● WORK INSTRUCTION
Your answer is one number: the count of lines below that hold the word "wooden".

[Saved entries]
☆ ☆ ☆ ☆
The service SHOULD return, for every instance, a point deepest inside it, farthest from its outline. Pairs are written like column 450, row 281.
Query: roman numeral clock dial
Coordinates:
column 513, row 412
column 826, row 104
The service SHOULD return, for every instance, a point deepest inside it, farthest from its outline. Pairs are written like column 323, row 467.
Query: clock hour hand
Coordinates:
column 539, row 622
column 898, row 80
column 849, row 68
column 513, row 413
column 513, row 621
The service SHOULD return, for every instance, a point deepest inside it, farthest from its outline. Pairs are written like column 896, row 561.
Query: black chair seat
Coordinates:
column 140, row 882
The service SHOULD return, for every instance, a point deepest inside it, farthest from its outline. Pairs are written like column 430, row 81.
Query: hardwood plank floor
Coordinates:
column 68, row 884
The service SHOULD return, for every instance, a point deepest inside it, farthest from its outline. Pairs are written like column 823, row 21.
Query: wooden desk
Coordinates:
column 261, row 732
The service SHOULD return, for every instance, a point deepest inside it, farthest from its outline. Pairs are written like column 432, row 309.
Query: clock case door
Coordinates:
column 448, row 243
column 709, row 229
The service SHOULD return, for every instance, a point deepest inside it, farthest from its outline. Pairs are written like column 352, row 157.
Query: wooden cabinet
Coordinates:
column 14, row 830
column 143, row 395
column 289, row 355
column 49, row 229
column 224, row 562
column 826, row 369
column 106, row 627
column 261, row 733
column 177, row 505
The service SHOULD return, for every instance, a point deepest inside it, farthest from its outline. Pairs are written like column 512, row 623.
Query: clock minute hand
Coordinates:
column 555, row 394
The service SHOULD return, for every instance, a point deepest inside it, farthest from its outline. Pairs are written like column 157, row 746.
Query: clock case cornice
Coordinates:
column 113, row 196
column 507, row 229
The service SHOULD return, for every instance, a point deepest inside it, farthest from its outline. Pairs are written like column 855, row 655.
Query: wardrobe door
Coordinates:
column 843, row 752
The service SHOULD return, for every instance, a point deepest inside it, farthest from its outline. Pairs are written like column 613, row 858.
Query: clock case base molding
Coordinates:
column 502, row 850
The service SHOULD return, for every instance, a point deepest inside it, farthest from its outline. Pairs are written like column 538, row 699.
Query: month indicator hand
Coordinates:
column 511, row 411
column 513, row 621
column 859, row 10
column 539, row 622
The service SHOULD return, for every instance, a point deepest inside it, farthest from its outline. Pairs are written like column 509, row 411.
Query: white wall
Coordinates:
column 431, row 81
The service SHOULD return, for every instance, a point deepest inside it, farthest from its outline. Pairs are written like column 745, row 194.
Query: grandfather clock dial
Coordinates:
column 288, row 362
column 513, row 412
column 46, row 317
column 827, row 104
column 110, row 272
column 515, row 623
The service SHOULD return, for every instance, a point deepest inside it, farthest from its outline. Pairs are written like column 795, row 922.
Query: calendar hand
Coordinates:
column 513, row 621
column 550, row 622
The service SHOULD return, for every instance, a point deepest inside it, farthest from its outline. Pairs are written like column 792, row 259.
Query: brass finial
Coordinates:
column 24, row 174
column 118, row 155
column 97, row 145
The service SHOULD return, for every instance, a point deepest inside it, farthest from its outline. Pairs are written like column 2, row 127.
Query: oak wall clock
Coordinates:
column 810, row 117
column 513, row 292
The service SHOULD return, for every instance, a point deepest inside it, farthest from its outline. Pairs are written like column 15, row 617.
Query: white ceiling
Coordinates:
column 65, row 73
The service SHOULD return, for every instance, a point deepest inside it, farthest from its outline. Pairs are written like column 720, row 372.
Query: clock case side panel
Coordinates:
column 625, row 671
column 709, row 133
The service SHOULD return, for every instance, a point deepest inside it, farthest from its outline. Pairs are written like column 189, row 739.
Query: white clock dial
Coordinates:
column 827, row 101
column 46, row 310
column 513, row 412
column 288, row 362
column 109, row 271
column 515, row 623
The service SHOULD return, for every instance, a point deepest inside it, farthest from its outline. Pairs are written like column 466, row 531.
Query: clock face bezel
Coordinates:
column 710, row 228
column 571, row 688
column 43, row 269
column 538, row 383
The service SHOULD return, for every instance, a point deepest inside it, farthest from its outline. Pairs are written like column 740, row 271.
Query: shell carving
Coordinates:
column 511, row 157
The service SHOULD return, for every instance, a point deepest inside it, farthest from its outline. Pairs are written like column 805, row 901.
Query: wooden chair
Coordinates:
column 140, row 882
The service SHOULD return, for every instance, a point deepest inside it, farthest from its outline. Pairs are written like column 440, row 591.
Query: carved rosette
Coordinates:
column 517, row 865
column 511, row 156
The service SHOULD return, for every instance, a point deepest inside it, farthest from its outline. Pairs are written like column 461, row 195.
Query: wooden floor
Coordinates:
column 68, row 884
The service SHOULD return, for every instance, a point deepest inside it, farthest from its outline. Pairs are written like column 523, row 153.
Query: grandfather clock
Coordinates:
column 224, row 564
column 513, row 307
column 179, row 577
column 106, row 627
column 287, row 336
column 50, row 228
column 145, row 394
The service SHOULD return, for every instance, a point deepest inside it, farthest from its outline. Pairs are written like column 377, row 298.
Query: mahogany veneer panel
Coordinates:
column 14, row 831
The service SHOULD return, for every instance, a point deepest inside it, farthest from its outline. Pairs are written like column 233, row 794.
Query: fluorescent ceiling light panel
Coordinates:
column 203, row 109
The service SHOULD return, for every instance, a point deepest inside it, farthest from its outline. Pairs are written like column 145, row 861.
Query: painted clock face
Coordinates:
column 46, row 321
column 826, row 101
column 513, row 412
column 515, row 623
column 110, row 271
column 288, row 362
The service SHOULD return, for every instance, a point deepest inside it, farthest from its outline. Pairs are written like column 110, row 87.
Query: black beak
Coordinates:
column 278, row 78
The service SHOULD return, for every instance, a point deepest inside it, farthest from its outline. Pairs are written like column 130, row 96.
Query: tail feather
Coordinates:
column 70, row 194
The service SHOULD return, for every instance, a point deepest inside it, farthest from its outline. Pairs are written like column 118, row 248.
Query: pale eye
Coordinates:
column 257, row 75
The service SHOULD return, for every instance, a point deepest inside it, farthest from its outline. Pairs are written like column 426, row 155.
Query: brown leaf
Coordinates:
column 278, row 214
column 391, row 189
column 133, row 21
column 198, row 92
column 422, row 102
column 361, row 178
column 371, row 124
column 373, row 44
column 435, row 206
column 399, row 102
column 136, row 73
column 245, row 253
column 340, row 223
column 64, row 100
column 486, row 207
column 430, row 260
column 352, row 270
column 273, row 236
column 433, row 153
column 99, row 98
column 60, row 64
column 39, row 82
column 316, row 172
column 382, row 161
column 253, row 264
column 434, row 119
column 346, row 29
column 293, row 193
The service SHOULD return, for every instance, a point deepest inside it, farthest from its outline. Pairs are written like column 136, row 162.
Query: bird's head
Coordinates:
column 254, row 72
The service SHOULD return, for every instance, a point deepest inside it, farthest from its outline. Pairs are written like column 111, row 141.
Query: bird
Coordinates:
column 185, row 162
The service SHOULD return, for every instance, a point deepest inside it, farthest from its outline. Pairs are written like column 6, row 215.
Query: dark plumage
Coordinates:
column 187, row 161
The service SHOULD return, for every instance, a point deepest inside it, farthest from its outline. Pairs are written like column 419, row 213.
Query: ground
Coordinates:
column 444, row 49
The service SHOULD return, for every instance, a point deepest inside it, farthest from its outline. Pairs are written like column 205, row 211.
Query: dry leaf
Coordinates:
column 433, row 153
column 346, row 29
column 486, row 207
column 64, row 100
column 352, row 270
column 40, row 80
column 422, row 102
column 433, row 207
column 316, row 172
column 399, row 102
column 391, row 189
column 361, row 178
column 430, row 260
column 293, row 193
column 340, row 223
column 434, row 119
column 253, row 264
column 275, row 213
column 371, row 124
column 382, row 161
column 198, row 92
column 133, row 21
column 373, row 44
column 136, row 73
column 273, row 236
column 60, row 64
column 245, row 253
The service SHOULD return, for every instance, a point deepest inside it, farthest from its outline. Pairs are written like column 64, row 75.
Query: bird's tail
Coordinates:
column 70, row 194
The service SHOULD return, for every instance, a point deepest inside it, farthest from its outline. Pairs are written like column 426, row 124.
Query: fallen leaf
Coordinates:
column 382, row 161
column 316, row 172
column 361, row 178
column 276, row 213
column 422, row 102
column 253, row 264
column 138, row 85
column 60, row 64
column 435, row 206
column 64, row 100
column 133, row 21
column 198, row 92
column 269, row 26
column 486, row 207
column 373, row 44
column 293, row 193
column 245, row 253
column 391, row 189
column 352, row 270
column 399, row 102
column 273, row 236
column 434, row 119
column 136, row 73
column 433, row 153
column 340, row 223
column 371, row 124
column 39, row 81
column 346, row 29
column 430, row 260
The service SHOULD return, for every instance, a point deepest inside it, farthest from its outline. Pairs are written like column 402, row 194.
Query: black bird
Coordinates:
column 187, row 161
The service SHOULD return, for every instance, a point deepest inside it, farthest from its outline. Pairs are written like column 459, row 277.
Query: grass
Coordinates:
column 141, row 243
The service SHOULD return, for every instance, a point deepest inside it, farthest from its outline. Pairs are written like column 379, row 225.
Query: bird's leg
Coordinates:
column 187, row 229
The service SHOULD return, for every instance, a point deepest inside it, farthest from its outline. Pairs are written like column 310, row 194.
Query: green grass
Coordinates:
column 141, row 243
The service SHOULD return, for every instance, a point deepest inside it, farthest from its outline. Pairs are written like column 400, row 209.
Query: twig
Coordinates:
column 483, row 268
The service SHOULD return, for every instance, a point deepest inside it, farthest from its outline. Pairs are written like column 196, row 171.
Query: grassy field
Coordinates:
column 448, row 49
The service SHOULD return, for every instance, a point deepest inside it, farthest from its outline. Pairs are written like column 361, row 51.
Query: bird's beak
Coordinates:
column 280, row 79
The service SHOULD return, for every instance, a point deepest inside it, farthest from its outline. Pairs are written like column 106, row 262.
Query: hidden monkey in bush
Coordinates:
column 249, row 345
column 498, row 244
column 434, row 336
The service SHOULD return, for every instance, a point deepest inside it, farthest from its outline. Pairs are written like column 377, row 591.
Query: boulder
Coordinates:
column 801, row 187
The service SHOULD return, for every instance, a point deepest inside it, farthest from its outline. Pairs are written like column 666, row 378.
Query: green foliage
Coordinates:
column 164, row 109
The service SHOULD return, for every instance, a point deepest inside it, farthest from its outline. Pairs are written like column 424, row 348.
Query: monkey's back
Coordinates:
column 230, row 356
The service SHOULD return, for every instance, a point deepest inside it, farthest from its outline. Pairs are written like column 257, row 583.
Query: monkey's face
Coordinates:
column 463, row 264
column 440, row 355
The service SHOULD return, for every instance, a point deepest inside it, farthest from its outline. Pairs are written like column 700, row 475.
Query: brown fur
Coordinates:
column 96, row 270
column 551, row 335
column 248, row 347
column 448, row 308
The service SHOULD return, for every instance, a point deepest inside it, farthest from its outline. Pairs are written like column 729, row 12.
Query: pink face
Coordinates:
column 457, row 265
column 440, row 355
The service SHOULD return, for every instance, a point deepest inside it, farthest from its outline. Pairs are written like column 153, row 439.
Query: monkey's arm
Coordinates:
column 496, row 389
☆ ☆ ☆ ☆
● ANSWER BELOW
4